Careme Recipes

Location: Quality Food Center - Bellevue East (1510 145th Pl SE)

Oven-Finished Seared Tri-Tip with Lemon–Parsley Pan Drizzle + Roasted Brussels Sprouts & Carrots

A simple, non-fajita, non-mushroom tri-tip dinner: quick sear + oven finish for a rosy center, paired with late-winter WA staples—roasted Brussels sprouts and carrots—and a bright lemon–parsley pan drizzle.

Ingredients

  • Certified Angus Beef Tri Tip Steak (2 Steak per Pack) 1 to 1.25 lb tri-tip (use 12–16 oz for 2 servings; freeze the rest) $11.99 (sale)
  • Fresh Brussels sprouts 12 oz, halved $3.99/lb (reg)
  • Carrots 10 oz, cut into 3-inch batons $1.69/lb (reg)
  • Garlic 3 cloves (2 smashed for roasting, 1 minced for sauce) $1.50 (reg)
  • Parsley 1/2 bunch (about 1/3 cup chopped) $1.69 (reg)
  • Pompeii® Lemon Juice 2 tbsp $2.99 (reg)
  • Olive oil 2 tbsp, divided
  • Chicken broth 1/4 cup (optional, for pan drizzle) $1.99 (sale, Simple Truth Organic 32 oz)
  • Salt 1 1/4 tsp, divided
  • Black pepper 1 tsp, divided
  • Smoked paprika (optional) 1/2 tsp

Instructions

  1. Heat oven: Set oven to 425°F.

=== Information provided ===
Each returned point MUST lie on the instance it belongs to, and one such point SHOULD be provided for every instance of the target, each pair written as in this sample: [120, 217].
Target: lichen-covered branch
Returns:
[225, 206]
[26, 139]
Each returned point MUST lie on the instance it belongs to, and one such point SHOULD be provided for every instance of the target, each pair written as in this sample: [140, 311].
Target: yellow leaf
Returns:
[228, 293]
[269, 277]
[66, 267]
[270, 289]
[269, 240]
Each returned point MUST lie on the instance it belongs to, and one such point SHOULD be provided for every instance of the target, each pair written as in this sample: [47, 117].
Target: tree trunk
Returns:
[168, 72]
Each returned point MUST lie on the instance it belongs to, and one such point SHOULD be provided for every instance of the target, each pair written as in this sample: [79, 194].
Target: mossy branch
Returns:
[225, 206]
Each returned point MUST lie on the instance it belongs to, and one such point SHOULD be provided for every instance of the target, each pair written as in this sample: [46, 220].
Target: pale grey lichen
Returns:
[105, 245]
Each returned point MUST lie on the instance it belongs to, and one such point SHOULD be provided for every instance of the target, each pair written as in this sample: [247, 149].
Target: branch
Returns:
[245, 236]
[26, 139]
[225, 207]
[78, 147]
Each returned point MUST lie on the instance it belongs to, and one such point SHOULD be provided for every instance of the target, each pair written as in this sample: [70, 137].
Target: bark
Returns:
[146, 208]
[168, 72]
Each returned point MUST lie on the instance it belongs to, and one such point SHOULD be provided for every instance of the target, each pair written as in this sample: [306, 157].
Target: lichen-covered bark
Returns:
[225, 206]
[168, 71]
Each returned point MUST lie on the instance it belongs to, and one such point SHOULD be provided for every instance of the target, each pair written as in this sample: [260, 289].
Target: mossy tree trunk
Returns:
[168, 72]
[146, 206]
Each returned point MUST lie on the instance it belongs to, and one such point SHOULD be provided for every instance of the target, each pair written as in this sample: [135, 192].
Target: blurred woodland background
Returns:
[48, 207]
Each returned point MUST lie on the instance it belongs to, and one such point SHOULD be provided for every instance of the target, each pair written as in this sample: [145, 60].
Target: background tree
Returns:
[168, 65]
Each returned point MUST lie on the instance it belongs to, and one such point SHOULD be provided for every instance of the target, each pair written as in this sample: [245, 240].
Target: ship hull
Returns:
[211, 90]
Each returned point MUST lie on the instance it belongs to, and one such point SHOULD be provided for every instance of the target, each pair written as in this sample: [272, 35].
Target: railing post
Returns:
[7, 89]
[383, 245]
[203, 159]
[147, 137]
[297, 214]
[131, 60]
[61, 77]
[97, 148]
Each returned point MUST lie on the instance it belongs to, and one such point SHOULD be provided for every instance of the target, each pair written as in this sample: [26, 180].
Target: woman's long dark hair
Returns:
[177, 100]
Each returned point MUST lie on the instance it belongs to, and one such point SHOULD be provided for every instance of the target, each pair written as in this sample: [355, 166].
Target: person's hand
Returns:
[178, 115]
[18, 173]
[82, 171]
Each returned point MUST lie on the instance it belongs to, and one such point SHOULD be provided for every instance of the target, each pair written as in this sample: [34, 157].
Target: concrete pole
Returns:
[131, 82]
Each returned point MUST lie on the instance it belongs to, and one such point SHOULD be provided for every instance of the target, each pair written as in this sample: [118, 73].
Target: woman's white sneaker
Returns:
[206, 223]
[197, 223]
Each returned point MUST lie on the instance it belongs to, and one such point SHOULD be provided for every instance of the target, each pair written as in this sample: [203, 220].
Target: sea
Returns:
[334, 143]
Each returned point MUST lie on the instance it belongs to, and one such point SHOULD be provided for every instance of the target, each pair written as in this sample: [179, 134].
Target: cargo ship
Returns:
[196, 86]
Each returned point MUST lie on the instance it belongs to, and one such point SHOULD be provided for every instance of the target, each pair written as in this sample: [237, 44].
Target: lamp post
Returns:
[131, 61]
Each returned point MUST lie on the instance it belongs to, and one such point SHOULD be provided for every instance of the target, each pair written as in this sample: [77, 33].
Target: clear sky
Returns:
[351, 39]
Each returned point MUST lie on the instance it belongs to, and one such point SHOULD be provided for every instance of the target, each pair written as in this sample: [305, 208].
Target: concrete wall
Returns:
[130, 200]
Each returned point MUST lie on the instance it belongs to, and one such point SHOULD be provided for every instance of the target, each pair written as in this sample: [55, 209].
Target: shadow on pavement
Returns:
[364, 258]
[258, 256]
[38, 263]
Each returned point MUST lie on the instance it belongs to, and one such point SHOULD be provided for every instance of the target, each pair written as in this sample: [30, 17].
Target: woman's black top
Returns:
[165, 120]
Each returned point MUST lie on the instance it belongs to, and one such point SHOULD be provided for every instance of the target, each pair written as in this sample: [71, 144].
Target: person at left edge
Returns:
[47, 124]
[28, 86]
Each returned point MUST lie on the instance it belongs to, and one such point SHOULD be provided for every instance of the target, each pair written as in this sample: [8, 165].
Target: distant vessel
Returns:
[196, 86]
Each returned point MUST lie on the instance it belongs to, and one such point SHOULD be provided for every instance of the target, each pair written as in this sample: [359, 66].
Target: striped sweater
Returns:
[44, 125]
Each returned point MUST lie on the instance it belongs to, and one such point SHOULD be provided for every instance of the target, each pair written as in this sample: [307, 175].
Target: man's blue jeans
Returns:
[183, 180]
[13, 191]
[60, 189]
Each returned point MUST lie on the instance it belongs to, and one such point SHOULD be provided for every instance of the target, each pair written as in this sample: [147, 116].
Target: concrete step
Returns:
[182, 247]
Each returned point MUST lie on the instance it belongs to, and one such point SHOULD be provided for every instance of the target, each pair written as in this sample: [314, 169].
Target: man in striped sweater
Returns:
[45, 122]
==
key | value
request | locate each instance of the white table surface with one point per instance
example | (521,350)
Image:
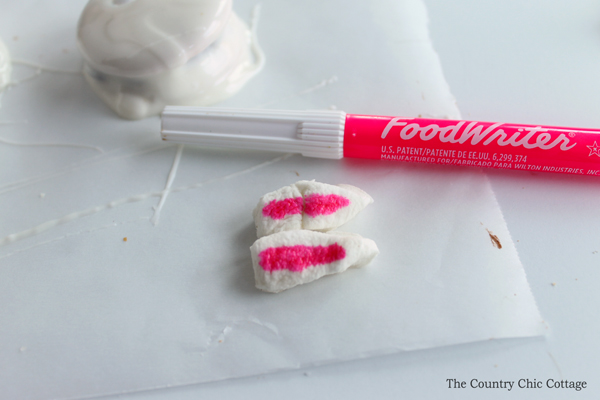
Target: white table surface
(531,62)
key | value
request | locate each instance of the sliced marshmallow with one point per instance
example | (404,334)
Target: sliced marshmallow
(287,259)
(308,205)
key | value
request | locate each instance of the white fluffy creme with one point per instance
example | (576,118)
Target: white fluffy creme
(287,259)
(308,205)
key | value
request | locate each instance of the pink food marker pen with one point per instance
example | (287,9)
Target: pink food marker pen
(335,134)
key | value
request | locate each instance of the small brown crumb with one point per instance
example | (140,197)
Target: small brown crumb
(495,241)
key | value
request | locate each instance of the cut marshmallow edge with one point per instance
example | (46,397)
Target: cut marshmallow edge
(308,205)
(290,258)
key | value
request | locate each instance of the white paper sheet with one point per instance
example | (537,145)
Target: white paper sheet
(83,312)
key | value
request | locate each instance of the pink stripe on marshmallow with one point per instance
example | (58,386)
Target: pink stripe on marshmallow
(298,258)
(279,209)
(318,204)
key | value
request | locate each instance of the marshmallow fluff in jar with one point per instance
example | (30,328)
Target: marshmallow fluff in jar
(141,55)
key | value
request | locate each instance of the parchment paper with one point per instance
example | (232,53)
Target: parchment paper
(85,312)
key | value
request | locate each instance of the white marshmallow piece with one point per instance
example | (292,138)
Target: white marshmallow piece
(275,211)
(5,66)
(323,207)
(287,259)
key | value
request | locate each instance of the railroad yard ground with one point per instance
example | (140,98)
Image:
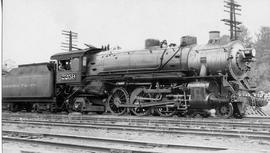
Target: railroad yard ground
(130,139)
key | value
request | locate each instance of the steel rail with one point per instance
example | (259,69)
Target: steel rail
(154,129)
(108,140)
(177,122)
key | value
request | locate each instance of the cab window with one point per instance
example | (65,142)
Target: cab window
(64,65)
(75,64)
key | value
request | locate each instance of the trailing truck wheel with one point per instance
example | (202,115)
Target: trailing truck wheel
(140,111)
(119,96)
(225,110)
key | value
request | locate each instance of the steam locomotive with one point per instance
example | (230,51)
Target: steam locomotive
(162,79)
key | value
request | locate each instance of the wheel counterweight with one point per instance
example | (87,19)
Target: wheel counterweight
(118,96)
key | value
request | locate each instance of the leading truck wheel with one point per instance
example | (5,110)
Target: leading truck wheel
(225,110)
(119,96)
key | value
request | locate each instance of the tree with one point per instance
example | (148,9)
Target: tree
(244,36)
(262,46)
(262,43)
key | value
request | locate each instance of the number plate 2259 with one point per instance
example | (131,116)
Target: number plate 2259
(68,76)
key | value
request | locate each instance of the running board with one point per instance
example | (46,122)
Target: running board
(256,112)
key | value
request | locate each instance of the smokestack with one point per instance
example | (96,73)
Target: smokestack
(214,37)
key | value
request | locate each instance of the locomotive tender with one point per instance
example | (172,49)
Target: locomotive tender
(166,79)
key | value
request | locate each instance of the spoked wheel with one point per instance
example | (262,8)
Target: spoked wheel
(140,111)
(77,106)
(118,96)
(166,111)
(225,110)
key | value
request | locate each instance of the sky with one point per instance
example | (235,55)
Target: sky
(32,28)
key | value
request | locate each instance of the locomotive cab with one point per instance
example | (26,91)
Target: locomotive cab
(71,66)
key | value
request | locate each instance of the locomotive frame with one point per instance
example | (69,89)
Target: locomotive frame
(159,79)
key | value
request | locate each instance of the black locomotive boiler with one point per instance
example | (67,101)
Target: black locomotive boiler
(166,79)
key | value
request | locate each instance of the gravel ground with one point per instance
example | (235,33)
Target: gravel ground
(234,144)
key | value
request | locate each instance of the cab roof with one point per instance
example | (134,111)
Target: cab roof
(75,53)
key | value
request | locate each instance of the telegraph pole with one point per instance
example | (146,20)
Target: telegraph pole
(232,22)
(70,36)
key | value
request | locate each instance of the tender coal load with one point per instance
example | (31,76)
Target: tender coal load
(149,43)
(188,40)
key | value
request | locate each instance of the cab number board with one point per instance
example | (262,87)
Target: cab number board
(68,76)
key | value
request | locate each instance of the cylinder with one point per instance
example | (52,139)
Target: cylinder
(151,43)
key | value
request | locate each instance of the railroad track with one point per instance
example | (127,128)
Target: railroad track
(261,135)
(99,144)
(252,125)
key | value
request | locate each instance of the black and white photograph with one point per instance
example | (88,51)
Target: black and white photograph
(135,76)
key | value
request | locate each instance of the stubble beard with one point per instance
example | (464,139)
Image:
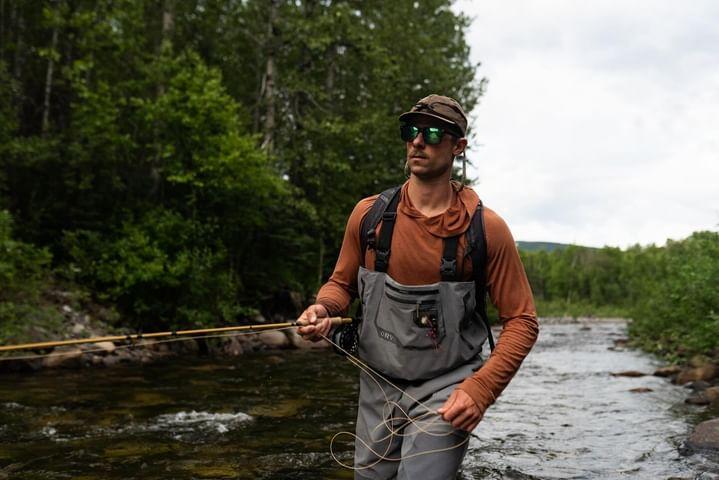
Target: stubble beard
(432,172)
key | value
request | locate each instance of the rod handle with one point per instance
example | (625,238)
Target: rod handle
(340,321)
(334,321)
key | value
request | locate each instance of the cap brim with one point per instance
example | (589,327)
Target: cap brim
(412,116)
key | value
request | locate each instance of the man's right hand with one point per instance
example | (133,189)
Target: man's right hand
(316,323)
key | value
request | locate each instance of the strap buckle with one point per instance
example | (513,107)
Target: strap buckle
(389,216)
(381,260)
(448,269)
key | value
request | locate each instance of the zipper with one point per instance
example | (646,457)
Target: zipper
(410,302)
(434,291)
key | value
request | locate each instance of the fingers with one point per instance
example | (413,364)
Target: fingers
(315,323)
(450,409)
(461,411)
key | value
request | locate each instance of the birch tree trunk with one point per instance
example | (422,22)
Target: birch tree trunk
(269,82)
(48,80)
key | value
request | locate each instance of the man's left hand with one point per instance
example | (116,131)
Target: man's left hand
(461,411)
==
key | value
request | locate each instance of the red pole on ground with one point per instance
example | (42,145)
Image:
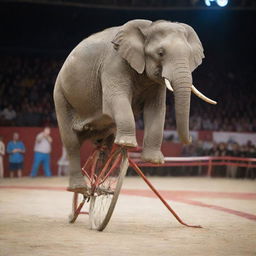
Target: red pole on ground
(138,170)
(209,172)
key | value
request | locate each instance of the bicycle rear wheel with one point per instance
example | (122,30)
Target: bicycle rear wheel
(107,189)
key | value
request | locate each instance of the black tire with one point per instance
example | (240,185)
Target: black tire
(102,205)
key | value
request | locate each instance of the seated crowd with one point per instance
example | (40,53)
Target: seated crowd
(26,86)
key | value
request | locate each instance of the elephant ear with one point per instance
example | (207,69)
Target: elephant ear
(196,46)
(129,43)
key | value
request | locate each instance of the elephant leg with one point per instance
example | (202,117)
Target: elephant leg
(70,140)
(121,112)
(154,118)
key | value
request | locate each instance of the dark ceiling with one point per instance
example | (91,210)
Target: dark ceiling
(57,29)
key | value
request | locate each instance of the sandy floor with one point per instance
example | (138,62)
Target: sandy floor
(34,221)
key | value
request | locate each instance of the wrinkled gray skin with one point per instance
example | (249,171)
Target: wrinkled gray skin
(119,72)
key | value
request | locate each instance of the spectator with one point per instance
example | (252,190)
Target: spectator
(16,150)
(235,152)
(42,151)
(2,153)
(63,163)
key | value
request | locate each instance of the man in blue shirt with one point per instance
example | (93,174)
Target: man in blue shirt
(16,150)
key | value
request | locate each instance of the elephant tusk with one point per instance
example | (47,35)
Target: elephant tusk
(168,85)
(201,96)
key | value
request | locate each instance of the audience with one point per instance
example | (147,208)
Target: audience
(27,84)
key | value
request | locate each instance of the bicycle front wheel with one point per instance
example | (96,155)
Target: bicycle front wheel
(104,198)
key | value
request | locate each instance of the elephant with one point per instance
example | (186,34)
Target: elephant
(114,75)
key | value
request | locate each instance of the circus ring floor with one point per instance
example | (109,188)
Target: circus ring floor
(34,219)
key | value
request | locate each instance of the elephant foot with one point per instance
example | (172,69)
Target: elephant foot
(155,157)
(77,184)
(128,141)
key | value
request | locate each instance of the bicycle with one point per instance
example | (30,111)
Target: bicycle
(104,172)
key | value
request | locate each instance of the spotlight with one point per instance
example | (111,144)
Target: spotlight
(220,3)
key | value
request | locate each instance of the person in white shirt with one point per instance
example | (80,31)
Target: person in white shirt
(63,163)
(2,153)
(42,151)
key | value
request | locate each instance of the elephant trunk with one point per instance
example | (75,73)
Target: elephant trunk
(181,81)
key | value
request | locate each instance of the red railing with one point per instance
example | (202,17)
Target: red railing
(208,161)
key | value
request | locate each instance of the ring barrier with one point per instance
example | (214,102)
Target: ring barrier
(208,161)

=== Required work ===
Continue the tri-tip dinner recipe from the point where it stops. The records can be left aside here.

=== Answer to this task ===
  2. Roast the veg (oven): On a sheet pan, toss halved Brussels sprouts (12 oz) and carrots (10 oz) with 1 tbsp olive oil, 2 smashed garlic cloves, 3/4 tsp salt, 1/2 tsp pepper, and smoked paprika (optional). Roast 20–28 minutes, tossing once, until browned and tender.
  3. Season tri-tip: Pat tri-tip dry. Season all over with 1/2 tsp salt and 1/2 tsp pepper (add a little extra pepper if you like). If your tri-tip is thicker on one end, consider tying it with kitchen twine for more even cooking.
  4. Sear (stove): Heat an oven-safe skillet (cast iron ideal) over medium-high until very hot. Add 1 tbsp olive oil. Sear tri-tip 2–3 minutes per side (including edges) until well-browned.
  5. Finish (oven): Move the skillet to the 425°F oven. Roast until internal temp hits 125–130°F for medium-rare or 130–135°F for medium, about 8–15 minutes depending on thickness. (Tri-tip varies a lot—use a thermometer if possible.)
  6. Rest: Transfer tri-tip to a cutting board and rest 10 minutes (important for juiciness).
  7. Quick lemon–parsley pan drizzle: Return the hot skillet to medium heat. Add 1 minced garlic clove and cook 20–30 seconds. Add 2 tbsp lemon juice and 1/4 cup chicken broth (optional) and scrape up browned bits. Simmer 30–60 seconds, then stir in chopped parsley. Taste and adjust salt/pepper.
  8. Slice correctly: Slice tri-tip AGAINST the grain—often the grain changes direction, so look closely and rotate the roast as needed.
  9. Serve: Plate sliced tri-tip with roasted Brussels sprouts and carrots; spoon the lemon–parsley drizzle over the beef.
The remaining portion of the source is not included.